● **What is being asked**: Rewrite only the rows from the line with "Track-and-sign request: indicate each instance of the crown" to the line with "x=318, y=70" as a two-column CSV headed text and answer. Give one line per row, with each field in quotation marks and its line breaks replaced by spaces.

Point labeling dataset excerpts
* * * * * * *

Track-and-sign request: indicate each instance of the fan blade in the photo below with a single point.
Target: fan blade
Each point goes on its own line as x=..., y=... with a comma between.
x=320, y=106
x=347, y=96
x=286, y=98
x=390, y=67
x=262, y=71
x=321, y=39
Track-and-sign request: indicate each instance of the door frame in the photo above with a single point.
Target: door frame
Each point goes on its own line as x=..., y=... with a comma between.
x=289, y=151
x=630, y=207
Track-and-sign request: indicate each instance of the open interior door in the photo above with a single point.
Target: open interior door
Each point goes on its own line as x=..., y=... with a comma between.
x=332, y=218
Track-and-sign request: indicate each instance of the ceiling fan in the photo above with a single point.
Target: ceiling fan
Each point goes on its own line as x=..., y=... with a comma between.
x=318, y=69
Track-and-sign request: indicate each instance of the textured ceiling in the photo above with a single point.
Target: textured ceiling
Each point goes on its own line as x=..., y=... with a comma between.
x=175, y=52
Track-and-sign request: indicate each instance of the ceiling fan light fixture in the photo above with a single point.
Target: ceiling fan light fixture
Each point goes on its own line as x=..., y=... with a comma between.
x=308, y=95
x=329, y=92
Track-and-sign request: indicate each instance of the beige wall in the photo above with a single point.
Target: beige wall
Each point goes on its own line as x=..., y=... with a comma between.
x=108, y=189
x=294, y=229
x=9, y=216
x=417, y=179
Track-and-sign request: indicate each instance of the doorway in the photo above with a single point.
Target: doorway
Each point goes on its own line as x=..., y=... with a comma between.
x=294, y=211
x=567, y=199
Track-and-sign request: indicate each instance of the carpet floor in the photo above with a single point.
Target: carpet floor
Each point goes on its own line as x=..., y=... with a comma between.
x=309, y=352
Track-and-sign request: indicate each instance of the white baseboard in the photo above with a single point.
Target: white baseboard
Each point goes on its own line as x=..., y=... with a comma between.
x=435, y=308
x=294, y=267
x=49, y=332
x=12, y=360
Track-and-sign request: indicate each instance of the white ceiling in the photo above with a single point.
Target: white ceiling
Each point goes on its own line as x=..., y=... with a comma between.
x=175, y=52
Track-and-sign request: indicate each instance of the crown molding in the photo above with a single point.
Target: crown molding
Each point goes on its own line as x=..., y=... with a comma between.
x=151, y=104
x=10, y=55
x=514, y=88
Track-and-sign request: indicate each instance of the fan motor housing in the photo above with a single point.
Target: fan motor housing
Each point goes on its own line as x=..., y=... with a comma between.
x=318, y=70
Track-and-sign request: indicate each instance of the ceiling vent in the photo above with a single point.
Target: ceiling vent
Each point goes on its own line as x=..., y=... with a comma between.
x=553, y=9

* * * * * * *

● **Exercise output**:
text,answer
"Track-and-sign request: indicate each instance of the crown molding in the photo above with a single point. Target: crown molding Each point goes on its own line as x=..., y=... with a comma between.","x=151, y=104 x=10, y=55 x=514, y=88"
"Track-and-sign request: indicate each instance of the fan motor housing in the photo above with a single point. Target: fan motor housing Each point goes on its own line as x=..., y=... with a comma between.","x=318, y=70"